◆ EXERCISE 1
According to the housing sales commentary, how many closings were there this April?
>> START SUPPLIED TEXT
The NAR reported the misnamed “Existing Home Sales” on Wednesday. Yes, they are existing homes. No, the data doesn’t report sales. The report shows prior sales contracts that closed during the month. The data should rightly be called, “Closings of Previously Sold Homes.” All parties to the sale, the buyer, the seller, and the agent recognize the contract as the sale. That’s when the SOLD sign goes up. The closing is a formality 95% of the time.
The reported numbers weren’t great but they also weren’t accurate. The actual numbers were worse than the headlines indicated. The NAR used seasonal adjustment to turn a year to year decline into a gain. The Census Bureau did the same thing with this week’s release of New Home Sales data. In both cases, not only was the data worse than the consensus guess of economists, it was worse than the headlines and media reports said it was. The headline numbers obscured the degree of weakness.
As the Wall Street Journal told us:
Home sales declined in April, a tepid start to a spring selling season marked by a dearth of homes available for purchase.
Sales of previously owned U.S. homes last month fell 2.3% from March’s revised level to a seasonally adjusted annual rate of 5.57 million, the National Association of Realtors said Wednesday.
This spring selling season promises to be the most competitive in years, with a flood of new buyers entering the…
Wait a minute. A flood of new buyers entering the market? How do they know that? The article doesn’t say. I checked online broker Redfin’s Demand Index which measures buyer inquiries and offers. It showed sharp declines in demand in February and March. The Index was at 108 in March, down from 132 in January. That was better than March 2016, which was an extremely weak 94. But it was not materially better than a 107 reading in 2015 and was weaker than a 109 reading in 2013. Hardly a flood of new homebuyers.
Next I looked at the NAR’s actual, not seasonally manipulated data on closings (or not seasonally adjusted–NSA–if you prefer) to get an idea of just how many sales went to closing during the month. To gauge that performance I compared the number with the April numbers for the previous 10 years.
This year’s April closings totaled 449,000. That was a decline of 6,000 units, or -1.5%, from March. That… NEVER… happens. Even during the housing crash, April never saw a decline. The previous worst April had a gain of 6,000 That was in April of 2006 as the bubble was topping out. This was the first April decline in at least 11 years.
>> END SUPPLIED TEXT
>> START MATERIALS PROVIDED
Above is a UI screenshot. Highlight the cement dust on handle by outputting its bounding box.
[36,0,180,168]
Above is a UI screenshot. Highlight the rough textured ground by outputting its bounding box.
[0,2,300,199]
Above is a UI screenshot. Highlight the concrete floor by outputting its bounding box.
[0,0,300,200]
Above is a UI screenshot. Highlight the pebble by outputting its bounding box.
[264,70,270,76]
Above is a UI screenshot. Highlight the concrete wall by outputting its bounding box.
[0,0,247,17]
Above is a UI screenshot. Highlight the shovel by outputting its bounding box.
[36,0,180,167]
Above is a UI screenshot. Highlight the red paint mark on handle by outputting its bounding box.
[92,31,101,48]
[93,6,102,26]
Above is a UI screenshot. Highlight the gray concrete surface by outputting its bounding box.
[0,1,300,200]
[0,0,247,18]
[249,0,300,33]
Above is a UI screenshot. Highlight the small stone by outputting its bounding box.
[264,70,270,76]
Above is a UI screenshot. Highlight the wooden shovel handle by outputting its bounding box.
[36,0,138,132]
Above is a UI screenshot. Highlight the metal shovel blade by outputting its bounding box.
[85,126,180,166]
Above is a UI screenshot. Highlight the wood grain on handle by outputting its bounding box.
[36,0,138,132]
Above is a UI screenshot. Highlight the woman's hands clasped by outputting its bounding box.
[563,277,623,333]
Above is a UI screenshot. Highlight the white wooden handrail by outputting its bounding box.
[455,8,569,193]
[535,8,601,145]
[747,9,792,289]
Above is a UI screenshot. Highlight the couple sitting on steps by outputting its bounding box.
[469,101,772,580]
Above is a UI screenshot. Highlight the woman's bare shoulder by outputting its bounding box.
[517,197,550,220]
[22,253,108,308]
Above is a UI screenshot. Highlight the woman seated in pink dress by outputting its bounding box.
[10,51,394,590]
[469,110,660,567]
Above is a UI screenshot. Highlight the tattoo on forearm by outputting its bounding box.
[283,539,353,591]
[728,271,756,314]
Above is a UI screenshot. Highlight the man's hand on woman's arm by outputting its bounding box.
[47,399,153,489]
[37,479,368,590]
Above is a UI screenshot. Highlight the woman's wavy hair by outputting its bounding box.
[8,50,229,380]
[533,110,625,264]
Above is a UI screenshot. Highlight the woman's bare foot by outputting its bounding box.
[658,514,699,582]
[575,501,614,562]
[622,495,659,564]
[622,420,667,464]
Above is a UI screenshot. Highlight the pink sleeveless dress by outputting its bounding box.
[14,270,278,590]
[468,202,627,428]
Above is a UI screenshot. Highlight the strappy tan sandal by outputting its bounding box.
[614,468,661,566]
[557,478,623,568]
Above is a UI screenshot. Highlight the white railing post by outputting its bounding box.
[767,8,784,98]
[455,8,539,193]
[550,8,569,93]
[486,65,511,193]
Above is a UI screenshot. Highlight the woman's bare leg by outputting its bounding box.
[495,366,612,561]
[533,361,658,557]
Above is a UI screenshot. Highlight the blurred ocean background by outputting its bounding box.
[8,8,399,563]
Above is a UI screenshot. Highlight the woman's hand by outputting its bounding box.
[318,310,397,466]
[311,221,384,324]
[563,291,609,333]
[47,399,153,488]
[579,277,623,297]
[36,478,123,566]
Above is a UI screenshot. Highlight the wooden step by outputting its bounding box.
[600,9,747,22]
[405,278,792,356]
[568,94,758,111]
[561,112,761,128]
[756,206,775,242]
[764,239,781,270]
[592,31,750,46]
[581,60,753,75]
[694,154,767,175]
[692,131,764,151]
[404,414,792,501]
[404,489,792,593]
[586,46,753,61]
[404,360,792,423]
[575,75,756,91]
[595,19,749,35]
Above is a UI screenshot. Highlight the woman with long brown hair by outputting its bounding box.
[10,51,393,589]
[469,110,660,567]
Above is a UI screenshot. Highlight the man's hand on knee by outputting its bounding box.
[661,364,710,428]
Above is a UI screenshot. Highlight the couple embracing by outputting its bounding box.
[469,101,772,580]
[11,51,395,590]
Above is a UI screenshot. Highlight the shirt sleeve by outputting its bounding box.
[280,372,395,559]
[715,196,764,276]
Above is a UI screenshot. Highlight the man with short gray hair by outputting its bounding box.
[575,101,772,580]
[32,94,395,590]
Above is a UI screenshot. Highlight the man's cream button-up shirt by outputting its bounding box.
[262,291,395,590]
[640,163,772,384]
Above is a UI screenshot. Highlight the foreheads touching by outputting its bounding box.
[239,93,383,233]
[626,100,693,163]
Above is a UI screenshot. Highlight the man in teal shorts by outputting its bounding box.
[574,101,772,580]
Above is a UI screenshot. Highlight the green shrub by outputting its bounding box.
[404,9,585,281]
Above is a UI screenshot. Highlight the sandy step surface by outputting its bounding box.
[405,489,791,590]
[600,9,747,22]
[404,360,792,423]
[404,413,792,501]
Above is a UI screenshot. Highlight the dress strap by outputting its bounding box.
>> END MATERIALS PROVIDED
◆ EXERCISE 2
Copy word for word the part of the records that opens with the line containing "Above is a UI screenshot. Highlight the wood grain" and closes with the line containing "[563,277,623,333]", including both of those lines.

◆ TASK RESULT 1
449,000

◆ TASK RESULT 2
Above is a UI screenshot. Highlight the wood grain on handle by outputting its bounding box.
[36,0,138,132]
Above is a UI screenshot. Highlight the woman's hands clasped by outputting its bounding box.
[563,277,623,333]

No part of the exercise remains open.